- **PROBLEM TO WORK ON**: Your reply should consist only of the lines from the one holding "# point at: laptop" to the last line of the data below, written out exactly and without pictures.

- **DATA PROVIDED**:
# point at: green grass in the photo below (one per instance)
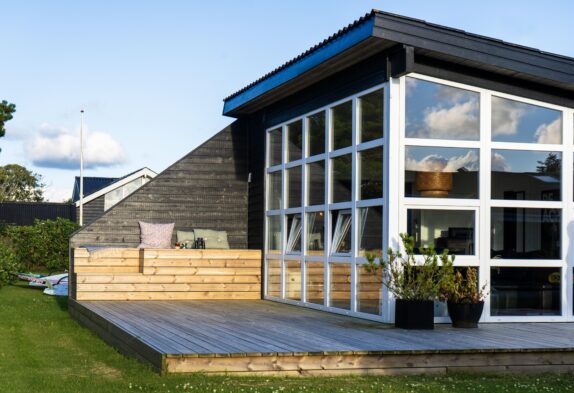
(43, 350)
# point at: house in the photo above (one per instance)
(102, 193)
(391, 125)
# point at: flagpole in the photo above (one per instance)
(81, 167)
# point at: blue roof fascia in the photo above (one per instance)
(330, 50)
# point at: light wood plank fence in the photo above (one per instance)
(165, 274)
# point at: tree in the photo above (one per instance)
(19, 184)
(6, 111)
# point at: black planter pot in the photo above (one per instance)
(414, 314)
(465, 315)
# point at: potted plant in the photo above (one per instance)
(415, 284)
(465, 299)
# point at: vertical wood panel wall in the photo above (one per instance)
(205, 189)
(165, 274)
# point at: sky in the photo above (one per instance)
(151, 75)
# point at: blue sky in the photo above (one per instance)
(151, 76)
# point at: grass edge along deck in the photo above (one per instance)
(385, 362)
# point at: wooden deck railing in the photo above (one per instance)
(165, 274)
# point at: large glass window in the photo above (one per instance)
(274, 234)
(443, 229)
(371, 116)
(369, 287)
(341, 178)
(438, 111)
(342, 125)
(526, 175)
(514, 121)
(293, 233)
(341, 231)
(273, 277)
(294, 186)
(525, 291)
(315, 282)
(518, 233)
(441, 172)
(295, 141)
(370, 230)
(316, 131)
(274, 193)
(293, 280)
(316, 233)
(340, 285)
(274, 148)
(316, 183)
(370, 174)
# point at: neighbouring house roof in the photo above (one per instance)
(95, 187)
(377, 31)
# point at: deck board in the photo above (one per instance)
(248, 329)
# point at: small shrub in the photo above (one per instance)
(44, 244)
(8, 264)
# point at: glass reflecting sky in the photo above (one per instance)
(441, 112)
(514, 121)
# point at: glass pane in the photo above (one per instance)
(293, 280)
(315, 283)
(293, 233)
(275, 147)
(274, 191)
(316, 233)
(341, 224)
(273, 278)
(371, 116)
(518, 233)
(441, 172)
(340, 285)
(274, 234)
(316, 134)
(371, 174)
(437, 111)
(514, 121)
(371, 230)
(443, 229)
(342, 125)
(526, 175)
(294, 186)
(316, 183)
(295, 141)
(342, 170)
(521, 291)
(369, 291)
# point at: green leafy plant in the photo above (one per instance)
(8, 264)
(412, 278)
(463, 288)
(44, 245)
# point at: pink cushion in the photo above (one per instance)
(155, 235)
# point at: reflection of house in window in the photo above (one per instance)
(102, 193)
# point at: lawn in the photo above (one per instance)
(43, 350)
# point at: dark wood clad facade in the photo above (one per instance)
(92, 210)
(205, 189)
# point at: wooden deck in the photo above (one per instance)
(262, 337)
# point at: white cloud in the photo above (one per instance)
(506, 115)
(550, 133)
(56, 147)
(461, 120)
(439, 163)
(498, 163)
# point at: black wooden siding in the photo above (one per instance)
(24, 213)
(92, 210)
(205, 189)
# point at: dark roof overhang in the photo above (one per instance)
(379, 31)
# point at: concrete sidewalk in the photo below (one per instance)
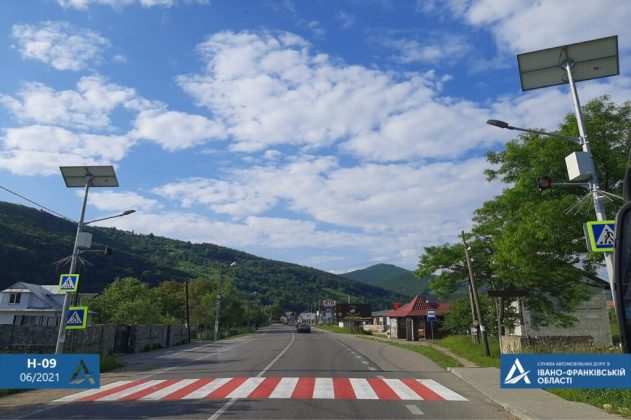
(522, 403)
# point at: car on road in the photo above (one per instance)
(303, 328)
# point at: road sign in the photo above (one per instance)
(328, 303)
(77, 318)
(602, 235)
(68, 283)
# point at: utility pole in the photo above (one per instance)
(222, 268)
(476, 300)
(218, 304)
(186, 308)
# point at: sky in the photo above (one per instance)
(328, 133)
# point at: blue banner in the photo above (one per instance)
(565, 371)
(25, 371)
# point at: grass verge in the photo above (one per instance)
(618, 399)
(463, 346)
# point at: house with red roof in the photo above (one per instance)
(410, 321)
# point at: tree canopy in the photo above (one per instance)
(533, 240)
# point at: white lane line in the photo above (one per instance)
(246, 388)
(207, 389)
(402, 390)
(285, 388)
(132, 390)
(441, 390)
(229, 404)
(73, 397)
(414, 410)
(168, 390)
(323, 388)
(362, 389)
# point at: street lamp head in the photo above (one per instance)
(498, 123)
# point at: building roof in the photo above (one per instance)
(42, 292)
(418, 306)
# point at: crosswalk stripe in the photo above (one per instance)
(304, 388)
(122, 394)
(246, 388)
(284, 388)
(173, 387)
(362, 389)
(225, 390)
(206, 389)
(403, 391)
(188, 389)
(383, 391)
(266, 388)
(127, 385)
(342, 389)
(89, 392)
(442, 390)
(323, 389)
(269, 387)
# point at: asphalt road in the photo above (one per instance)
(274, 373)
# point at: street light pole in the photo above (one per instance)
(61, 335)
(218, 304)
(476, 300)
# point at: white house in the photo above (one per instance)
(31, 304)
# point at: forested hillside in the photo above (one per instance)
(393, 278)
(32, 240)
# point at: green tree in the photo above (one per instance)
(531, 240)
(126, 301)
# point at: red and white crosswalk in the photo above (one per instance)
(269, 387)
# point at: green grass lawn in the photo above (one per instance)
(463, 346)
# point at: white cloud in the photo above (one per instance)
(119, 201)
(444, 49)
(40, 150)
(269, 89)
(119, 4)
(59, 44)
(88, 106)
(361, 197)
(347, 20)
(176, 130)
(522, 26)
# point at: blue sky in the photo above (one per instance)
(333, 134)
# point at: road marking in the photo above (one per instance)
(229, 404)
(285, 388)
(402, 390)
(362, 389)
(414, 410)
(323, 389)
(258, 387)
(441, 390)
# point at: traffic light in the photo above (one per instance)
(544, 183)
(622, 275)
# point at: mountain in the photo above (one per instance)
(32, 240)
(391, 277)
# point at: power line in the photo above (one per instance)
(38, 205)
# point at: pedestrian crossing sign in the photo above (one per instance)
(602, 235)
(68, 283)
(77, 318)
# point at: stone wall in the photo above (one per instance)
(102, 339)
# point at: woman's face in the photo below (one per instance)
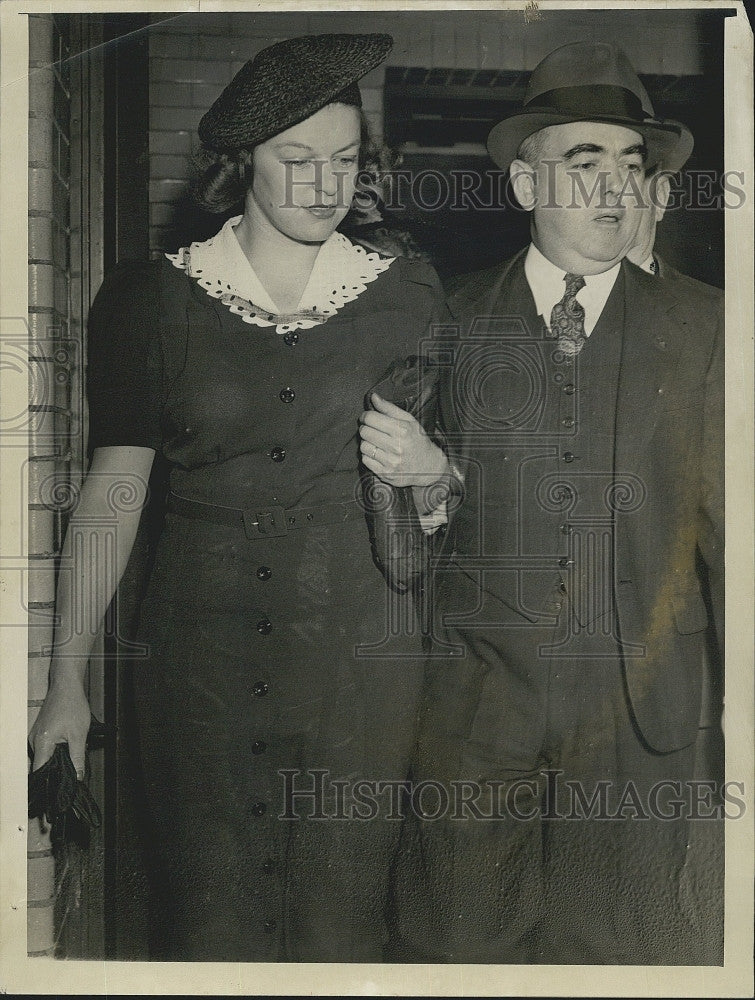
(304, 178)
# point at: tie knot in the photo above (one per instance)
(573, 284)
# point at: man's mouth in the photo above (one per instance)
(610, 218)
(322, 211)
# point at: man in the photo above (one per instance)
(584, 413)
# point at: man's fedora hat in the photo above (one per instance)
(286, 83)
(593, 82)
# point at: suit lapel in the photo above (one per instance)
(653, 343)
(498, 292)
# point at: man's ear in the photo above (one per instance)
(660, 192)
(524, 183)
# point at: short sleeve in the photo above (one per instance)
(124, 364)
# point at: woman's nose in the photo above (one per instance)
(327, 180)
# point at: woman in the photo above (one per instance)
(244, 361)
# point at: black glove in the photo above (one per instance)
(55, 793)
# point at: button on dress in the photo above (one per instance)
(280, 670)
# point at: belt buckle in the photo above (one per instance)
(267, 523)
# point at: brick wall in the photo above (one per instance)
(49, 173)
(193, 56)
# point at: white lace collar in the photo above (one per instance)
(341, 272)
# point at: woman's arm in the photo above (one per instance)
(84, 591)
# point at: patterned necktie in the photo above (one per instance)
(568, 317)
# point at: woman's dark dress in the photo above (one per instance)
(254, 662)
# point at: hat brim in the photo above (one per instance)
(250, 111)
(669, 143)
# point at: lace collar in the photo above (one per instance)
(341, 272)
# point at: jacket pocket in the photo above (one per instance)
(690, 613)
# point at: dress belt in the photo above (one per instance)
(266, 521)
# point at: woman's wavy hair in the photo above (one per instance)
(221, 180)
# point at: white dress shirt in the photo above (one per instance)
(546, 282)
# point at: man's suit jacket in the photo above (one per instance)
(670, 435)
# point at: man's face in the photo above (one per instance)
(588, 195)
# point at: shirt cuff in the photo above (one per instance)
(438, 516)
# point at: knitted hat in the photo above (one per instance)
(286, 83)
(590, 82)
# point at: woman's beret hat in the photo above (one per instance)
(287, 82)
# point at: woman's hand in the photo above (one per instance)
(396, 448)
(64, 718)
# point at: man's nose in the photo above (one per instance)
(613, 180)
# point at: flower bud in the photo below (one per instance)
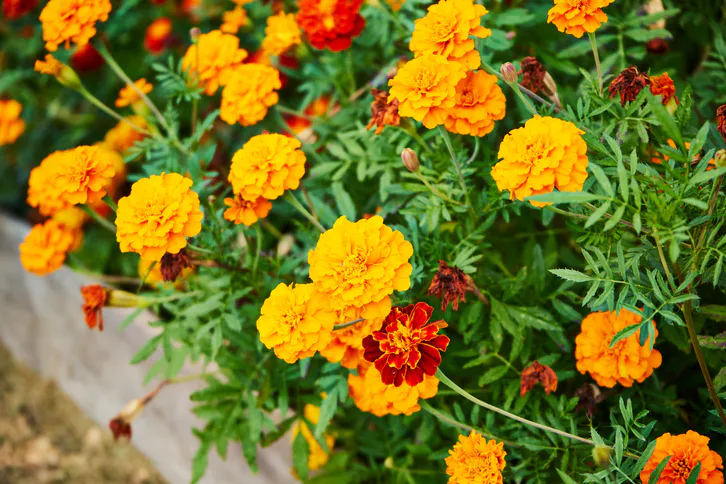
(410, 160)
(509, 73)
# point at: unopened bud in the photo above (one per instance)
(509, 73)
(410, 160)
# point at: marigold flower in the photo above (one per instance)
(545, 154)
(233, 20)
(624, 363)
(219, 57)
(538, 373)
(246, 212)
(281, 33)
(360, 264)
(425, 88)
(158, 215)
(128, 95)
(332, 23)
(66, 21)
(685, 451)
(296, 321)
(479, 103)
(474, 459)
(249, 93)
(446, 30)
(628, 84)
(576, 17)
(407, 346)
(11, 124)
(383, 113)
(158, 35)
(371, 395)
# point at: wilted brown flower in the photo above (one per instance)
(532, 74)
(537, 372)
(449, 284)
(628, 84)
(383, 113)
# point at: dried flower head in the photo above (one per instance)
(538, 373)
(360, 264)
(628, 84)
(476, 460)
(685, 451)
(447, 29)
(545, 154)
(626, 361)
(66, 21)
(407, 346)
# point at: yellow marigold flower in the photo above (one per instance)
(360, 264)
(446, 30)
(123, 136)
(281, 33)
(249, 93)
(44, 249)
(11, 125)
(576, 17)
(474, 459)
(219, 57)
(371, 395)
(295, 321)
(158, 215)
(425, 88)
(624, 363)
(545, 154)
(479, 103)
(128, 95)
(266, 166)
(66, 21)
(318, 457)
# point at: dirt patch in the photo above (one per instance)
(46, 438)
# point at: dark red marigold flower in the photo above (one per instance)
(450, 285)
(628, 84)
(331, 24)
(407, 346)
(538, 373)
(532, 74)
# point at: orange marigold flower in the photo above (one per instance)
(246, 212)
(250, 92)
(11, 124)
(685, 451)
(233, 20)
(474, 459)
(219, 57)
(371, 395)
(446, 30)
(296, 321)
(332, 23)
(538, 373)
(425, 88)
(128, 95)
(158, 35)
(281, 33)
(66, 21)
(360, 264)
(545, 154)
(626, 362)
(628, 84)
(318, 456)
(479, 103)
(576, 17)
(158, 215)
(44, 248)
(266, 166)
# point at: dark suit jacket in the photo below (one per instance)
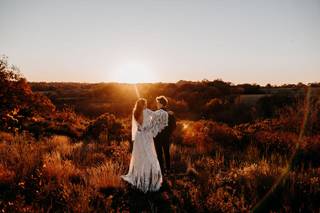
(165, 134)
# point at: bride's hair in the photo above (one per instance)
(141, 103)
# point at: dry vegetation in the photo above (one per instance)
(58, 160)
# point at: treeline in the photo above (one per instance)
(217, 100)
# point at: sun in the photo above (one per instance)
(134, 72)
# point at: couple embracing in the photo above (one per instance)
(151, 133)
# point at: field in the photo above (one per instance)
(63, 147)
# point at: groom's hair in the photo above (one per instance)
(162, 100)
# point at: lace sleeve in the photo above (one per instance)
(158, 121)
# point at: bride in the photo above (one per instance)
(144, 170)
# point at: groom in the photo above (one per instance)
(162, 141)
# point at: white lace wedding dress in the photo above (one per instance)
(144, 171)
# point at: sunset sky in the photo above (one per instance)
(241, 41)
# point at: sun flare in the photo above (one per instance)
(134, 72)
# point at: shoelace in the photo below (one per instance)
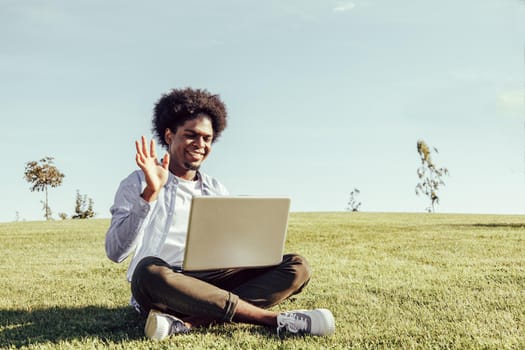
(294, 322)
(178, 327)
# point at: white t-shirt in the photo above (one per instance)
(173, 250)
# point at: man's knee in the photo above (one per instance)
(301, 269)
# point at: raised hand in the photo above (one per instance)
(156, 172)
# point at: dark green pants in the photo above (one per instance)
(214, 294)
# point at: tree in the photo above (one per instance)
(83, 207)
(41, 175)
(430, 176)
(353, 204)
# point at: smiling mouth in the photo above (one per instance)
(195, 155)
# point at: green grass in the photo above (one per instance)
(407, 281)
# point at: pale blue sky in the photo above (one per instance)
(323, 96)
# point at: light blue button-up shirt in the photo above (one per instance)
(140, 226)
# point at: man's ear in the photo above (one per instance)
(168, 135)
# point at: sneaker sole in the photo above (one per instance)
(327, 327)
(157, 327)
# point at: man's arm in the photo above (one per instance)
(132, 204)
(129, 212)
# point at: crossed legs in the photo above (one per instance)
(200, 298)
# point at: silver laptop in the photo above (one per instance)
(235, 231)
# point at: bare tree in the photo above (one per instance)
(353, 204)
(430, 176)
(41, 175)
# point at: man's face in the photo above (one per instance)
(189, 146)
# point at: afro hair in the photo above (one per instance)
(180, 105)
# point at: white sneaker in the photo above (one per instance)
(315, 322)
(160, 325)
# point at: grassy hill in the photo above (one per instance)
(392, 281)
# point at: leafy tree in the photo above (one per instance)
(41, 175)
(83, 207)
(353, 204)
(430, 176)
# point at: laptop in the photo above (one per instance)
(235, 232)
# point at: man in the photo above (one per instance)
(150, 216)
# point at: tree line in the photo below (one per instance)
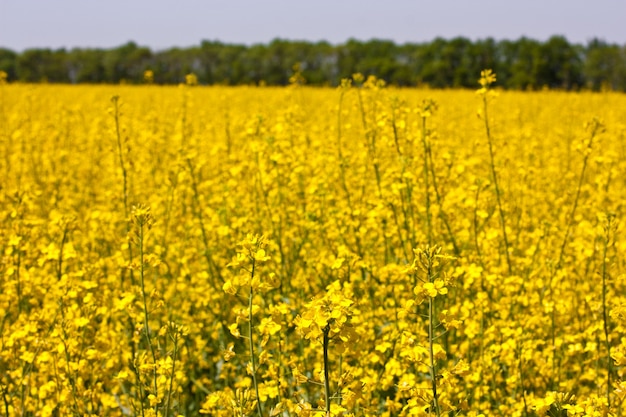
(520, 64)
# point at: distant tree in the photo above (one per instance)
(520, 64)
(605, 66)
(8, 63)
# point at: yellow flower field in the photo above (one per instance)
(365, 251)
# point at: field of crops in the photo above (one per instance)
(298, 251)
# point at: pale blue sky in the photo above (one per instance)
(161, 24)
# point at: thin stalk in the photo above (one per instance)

- **REPLY**:
# point at: laptop in the photo above (one per instance)
(235, 232)
# point at: man in the photo above (one per instance)
(150, 216)
# point at: tree line in the photo below (one per instance)
(520, 64)
# point at: distant tree in the photo above (one per instance)
(520, 64)
(605, 66)
(8, 63)
# point at: yellow flower field in the photo above (one per instance)
(365, 251)
# point at: field of crops in the photo above (one per instance)
(298, 251)
# point at: pale blue sky in the photo above (one per instance)
(161, 24)
# point at: thin stalk in the photo above (one per instance)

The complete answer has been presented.